Problem to work on.
Locate each line of the material that contains "brown", then return it.
○ ○ ○ ○ ○
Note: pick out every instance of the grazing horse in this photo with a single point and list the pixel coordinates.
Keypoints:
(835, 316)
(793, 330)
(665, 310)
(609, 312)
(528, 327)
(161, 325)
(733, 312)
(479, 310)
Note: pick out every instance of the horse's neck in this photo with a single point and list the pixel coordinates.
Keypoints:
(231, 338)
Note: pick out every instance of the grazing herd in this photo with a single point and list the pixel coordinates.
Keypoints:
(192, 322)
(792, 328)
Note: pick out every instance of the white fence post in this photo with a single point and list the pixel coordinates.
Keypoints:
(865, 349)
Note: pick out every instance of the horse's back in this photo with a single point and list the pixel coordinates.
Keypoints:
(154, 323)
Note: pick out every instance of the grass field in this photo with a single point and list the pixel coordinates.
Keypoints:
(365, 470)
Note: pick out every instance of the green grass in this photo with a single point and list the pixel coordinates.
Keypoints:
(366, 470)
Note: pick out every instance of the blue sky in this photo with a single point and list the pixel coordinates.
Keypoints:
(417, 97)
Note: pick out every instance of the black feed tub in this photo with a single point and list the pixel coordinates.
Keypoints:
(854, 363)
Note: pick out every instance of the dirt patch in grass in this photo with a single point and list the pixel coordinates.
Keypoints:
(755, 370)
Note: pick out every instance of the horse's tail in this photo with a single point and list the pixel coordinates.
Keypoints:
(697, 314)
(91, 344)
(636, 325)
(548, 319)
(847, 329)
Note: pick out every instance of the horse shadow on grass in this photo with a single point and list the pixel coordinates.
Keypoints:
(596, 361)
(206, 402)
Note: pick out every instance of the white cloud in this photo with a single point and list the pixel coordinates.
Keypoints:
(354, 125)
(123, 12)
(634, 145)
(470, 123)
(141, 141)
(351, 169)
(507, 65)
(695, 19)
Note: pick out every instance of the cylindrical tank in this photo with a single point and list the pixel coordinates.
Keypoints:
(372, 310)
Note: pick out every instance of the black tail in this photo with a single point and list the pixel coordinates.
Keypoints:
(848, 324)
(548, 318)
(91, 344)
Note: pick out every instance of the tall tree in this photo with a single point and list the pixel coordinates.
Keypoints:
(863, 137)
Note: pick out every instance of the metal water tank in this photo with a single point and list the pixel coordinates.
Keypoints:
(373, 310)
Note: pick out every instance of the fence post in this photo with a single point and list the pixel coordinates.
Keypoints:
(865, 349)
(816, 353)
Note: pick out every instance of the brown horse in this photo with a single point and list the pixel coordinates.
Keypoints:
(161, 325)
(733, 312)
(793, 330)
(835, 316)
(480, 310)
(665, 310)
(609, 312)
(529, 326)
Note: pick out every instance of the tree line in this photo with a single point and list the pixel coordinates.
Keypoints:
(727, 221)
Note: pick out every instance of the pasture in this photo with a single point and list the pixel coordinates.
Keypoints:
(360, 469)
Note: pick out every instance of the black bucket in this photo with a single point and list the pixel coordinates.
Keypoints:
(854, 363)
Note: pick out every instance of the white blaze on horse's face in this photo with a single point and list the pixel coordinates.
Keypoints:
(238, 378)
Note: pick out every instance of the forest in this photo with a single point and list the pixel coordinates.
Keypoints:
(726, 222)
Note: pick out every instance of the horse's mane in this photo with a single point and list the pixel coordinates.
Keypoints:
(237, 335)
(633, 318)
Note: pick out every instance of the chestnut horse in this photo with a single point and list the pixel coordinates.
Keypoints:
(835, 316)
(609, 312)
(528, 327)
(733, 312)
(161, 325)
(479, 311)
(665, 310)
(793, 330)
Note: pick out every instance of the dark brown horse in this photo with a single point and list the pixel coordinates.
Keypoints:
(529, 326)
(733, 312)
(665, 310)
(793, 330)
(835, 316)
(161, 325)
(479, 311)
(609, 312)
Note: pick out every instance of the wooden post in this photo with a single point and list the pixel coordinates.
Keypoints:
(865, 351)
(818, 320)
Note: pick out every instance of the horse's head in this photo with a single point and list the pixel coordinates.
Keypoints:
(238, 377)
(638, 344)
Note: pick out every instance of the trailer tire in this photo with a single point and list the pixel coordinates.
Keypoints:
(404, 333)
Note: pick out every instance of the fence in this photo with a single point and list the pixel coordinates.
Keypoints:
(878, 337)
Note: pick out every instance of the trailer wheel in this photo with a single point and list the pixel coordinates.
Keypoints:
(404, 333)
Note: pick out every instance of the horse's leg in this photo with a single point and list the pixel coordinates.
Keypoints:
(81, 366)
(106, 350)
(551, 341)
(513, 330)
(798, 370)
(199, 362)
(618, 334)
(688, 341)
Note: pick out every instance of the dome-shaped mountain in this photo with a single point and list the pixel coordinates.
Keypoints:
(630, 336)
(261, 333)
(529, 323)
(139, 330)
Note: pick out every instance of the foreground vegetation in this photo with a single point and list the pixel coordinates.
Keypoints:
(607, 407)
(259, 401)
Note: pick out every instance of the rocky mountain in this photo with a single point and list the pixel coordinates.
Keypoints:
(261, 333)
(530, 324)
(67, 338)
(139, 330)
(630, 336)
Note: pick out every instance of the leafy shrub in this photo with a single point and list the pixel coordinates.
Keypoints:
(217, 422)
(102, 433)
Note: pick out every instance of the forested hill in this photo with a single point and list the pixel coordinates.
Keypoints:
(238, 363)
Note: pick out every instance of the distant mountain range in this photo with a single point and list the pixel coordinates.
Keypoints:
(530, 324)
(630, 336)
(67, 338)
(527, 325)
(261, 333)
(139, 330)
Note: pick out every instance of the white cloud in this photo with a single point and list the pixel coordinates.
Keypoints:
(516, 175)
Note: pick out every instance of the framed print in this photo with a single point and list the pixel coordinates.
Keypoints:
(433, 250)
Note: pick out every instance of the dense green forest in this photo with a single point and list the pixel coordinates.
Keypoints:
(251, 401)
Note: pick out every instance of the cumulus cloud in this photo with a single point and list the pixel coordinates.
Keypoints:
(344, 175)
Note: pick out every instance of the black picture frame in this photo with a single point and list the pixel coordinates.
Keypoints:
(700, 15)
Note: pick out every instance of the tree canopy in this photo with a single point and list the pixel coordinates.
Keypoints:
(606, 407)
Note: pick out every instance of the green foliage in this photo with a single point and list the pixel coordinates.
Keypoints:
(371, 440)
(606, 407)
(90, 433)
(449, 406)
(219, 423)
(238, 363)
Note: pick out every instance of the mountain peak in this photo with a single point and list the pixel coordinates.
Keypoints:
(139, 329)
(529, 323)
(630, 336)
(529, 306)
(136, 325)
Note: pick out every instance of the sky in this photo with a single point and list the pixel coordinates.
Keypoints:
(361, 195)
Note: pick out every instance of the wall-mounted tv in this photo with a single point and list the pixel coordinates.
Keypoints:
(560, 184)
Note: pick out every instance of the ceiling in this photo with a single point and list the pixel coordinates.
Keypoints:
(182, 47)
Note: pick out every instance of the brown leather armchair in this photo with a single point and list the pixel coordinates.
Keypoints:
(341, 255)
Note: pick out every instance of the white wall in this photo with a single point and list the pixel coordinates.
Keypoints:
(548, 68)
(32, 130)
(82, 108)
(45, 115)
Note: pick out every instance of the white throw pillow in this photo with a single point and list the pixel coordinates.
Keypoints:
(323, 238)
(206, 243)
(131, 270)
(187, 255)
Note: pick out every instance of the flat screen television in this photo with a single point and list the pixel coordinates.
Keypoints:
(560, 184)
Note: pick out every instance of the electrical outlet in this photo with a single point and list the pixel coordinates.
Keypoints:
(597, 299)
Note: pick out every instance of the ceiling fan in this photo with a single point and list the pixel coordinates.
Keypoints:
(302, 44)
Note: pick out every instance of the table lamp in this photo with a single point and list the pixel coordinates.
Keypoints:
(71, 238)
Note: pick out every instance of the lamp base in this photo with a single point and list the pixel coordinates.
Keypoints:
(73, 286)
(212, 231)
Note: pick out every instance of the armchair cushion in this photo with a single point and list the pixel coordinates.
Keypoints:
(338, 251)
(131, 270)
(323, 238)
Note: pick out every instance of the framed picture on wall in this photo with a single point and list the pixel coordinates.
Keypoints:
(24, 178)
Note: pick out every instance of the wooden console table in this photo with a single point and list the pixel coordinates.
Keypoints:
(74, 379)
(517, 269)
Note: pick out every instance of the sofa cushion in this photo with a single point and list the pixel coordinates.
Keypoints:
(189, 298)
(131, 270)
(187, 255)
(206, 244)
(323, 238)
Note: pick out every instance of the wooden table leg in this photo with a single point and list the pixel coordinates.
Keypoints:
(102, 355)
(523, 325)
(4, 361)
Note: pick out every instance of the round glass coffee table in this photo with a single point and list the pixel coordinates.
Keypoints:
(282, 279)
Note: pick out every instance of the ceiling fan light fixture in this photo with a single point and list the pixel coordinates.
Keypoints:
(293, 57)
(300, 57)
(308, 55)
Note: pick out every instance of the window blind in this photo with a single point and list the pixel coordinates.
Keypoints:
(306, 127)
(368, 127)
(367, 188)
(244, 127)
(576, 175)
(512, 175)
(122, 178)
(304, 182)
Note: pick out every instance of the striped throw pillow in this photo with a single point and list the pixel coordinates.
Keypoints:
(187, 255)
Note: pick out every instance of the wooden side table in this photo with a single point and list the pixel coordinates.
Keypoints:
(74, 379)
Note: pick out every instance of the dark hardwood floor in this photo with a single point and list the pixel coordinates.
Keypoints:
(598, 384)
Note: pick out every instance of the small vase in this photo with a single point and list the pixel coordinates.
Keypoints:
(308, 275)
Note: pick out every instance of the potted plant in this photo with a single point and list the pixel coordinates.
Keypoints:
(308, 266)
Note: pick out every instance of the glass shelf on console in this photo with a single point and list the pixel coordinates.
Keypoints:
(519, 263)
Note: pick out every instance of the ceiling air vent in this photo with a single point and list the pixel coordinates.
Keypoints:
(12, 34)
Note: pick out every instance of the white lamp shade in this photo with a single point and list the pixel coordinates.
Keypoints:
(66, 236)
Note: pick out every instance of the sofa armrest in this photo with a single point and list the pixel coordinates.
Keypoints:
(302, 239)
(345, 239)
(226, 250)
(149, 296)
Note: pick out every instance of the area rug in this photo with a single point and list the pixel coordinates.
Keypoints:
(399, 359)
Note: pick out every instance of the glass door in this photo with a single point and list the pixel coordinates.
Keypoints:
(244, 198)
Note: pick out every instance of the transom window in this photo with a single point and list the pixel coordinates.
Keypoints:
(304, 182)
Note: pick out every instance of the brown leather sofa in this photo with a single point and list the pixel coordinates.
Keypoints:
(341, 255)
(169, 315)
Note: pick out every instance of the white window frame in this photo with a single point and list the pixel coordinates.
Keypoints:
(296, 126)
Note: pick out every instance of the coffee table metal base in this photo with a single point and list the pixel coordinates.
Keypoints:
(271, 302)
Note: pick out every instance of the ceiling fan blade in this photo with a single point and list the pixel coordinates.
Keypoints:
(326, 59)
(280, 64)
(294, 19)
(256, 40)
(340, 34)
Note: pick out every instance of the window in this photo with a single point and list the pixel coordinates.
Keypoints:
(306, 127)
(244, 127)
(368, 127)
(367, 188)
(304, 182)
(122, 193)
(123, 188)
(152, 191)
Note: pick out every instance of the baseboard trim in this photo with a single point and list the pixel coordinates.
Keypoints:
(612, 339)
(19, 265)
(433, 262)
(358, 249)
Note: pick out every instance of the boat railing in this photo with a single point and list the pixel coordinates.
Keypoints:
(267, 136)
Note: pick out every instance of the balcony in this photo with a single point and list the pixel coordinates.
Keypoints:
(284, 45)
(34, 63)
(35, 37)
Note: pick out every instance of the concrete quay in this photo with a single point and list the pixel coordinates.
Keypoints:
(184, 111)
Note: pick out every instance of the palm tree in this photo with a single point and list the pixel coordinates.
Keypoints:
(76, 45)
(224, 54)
○ ○ ○ ○ ○
Your solution.
Note: pick out every instance of the brown horse in this photo with a single point and list the pixel coordinates.
Note: pick out every instance of the dark brown horse in this photo with a single point and list the pixel coordinates.
Note: pick out every instance of the brown leather armchair in this photo with a single point and list the pixel coordinates.
Note: pick out every instance of the brown leather sofa in this photo with a single point and list the pixel coordinates.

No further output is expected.